What to do ::
The output should consist solely of the line containing "point: cloud |" and the lines that follow it through the end of the data below.

Data for this task ::
==*==
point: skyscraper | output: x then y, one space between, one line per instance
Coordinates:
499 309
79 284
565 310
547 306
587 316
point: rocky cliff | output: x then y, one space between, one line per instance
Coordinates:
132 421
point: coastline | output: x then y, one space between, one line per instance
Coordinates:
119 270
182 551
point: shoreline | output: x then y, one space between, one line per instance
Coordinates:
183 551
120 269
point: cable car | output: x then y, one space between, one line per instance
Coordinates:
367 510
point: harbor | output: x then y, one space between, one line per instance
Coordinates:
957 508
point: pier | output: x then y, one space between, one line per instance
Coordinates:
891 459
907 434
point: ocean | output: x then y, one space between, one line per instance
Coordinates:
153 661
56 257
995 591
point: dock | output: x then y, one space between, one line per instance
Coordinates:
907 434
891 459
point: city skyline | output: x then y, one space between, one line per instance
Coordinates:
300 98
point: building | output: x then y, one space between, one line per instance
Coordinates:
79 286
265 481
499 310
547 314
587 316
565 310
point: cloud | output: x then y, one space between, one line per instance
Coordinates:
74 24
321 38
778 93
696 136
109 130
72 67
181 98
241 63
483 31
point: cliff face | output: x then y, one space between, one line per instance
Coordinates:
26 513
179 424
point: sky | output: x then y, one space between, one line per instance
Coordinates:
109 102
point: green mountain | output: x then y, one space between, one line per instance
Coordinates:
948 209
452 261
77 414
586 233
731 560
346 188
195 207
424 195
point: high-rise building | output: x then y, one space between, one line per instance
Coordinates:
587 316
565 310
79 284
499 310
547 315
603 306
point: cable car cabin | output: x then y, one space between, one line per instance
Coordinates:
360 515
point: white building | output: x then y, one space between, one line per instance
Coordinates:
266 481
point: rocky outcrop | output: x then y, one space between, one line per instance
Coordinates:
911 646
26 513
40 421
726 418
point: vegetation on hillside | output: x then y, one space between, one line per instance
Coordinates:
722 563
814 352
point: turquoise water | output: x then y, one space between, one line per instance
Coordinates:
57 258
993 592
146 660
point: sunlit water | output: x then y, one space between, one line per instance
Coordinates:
==*==
Written response ::
point: cloud | output: x then y, one space between, one line per instance
Coordinates:
74 24
321 38
778 93
696 136
109 130
72 67
181 98
241 63
483 31
point: cliff face | output: x then y, one space between, one line per instance
Coordinates:
26 513
179 424
point: sky | output: x then y, one space between, one line per instance
Coordinates:
109 102
point: green mountain | output: x then y, one space between, one line per instance
Coordinates:
948 209
452 261
77 414
586 233
731 560
346 188
195 207
424 195
point: high-rise building | output: x then y, one space between, one line per instance
Coordinates:
587 316
565 310
79 284
499 310
547 315
603 306
point: cable car cabin | output: x then y, one space between, one line per instance
Coordinates:
360 515
point: white building | output: x then y, one space between, one line per instance
Coordinates:
266 481
point: rocky outcrop | output: x then y, one space between, one line per instance
Coordinates:
911 646
26 513
40 421
726 418
point: vegetation on hillside | output: x then y, one space between, one line per instance
Coordinates:
722 563
814 352
point: turquoise water | output: x then y, one space between, one line per instance
Coordinates:
57 258
993 592
146 660
point: sunlit water | output: x then y, one space between, one line per instance
Coordinates:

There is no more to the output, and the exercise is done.